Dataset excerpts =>
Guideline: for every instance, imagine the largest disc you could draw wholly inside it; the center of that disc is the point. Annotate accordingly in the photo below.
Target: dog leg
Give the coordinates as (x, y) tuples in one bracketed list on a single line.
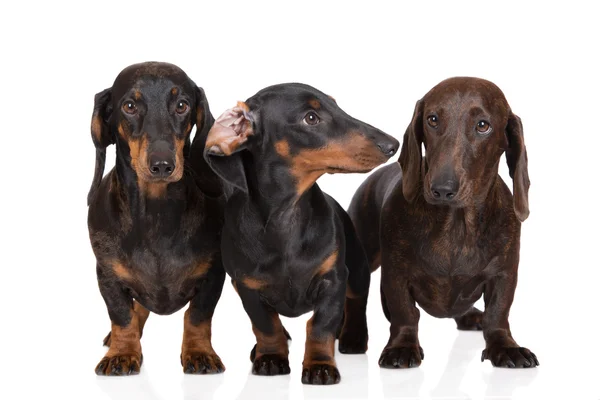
[(403, 349), (470, 321), (319, 366), (500, 347), (124, 357), (197, 353), (142, 313), (270, 354)]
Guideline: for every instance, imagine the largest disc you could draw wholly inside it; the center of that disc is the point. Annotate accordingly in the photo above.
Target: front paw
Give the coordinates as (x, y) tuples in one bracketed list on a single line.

What needs to be done => All the lines above should be reproduced exactly, and none of the pictures.

Answer space =>
Guideline: for every instance, imagine the largest disc you could draw wholly inside it; the center of that disc is the point. Annotate accordingly in the photo below.
Target: dog leg
Give the coordinates as (x, y) tuples in one bracketed list on a single line.
[(403, 349), (470, 321), (319, 366), (500, 347), (124, 357), (197, 353), (142, 313), (270, 354)]
Guideline: for every instance, imagine the largest disc you could draw wholly inside it; the center of that disc is the point. Annotate accordingly in the photo above.
Target: front paw
Give the coordinates as (x, y) tuples in one bracketed list on a single line.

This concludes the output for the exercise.